__Exercise objective__:
Rewrite the material from the line containing "trace --target window" through the line containing "[[[335,205],[342,205],[342,77],[335,78]]]" as a Markdown table with the columns Row and Line text, omitting blank lines.

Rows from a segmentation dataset
------------
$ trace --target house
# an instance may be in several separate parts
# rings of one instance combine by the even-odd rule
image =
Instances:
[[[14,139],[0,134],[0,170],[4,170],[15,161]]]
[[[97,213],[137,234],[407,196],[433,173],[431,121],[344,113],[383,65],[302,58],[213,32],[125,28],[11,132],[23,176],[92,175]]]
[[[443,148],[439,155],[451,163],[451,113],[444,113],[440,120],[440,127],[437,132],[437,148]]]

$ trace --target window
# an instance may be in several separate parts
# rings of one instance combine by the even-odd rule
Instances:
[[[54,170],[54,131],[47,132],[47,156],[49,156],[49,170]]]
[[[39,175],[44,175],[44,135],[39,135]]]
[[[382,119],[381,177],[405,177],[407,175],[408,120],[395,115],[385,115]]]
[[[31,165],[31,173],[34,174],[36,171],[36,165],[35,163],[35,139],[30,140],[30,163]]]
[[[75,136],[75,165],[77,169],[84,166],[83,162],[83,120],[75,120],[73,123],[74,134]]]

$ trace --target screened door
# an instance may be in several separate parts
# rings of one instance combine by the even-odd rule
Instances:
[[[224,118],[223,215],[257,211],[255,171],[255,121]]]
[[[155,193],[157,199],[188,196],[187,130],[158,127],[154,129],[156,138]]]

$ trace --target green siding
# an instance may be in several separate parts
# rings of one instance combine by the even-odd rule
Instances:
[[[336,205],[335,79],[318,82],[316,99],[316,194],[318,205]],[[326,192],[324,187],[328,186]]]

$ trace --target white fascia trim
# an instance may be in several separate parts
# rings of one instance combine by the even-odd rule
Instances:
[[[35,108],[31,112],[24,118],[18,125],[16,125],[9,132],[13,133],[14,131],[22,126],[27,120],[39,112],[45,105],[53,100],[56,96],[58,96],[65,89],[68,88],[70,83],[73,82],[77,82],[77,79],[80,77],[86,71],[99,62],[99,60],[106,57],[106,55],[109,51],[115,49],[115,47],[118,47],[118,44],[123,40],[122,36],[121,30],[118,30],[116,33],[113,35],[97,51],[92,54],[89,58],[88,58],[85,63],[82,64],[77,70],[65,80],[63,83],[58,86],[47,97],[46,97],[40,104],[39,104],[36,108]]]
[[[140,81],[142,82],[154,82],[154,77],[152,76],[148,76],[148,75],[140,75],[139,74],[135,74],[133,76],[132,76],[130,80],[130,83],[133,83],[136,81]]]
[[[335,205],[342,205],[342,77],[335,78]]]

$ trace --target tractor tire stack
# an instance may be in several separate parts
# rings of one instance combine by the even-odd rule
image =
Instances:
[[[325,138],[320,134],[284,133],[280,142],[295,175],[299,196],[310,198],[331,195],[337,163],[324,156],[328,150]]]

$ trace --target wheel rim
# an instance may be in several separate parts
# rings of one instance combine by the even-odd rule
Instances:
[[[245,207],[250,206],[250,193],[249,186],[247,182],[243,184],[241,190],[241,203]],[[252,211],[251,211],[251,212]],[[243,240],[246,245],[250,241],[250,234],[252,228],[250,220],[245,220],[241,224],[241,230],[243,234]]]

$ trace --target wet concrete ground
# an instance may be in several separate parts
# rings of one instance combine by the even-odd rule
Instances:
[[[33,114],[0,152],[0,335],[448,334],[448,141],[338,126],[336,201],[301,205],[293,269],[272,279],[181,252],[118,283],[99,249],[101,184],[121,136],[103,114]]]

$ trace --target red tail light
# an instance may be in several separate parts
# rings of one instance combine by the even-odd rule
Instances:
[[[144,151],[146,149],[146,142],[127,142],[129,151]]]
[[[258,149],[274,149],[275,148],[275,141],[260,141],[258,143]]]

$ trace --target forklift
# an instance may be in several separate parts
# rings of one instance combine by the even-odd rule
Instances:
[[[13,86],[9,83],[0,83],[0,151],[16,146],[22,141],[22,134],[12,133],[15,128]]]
------------
__Reply__:
| Row | Line text |
|---|---|
| 1 | $ trace --target window |
| 2 | # an instance may be in several separate parts |
| 3 | # rings of one instance combine by the even-odd rule |
| 4 | Instances: |
| 5 | [[[54,170],[54,131],[47,132],[47,156],[49,156],[49,170]]] |
| 6 | [[[39,175],[44,175],[44,135],[39,135]]] |
| 7 | [[[382,119],[381,177],[405,177],[407,175],[408,120],[395,115],[385,115]]] |
| 8 | [[[31,165],[31,173],[34,174],[36,171],[36,165],[35,163],[35,139],[30,140],[30,163]]] |
| 9 | [[[75,136],[75,165],[77,169],[84,166],[83,162],[83,120],[75,120],[73,123],[74,134]]] |
| 10 | $ trace --target screened door |
| 11 | # an instance may be in several separate parts |
| 12 | # rings of one instance combine by the even-odd rule |
| 13 | Instances: |
| 14 | [[[224,118],[223,215],[257,211],[255,171],[255,121]]] |
| 15 | [[[155,193],[157,199],[188,196],[187,130],[158,127],[154,129],[156,138]]] |
| 16 | $ trace --target green siding |
| 17 | # an instance may be in several separate parts |
| 18 | # rings of one instance combine by the even-odd rule |
| 19 | Instances: |
| 20 | [[[336,205],[335,79],[318,82],[316,99],[316,194],[318,205]],[[326,192],[324,187],[328,186]]] |
| 21 | $ trace --target white fascia trim |
| 22 | # an instance may be in several separate parts |
| 23 | # rings of one instance combine by the even-odd rule |
| 24 | Instances: |
| 25 | [[[35,108],[31,112],[24,118],[18,125],[16,125],[9,132],[13,133],[14,131],[22,126],[27,120],[39,112],[45,105],[53,100],[56,96],[58,96],[65,89],[68,88],[70,83],[73,82],[77,82],[77,79],[80,77],[86,71],[99,62],[99,60],[106,57],[106,55],[109,51],[115,49],[115,47],[118,47],[118,44],[123,40],[122,36],[121,30],[118,30],[116,33],[113,35],[97,51],[92,54],[89,58],[88,58],[85,63],[82,64],[77,70],[65,80],[63,83],[58,86],[47,97],[46,97],[40,104],[39,104],[36,108]]] |
| 26 | [[[140,81],[142,82],[154,82],[154,77],[152,76],[148,76],[148,75],[140,75],[139,74],[135,74],[133,76],[132,76],[130,80],[130,83],[133,83],[136,81]]] |
| 27 | [[[335,205],[342,205],[342,77],[335,78]]] |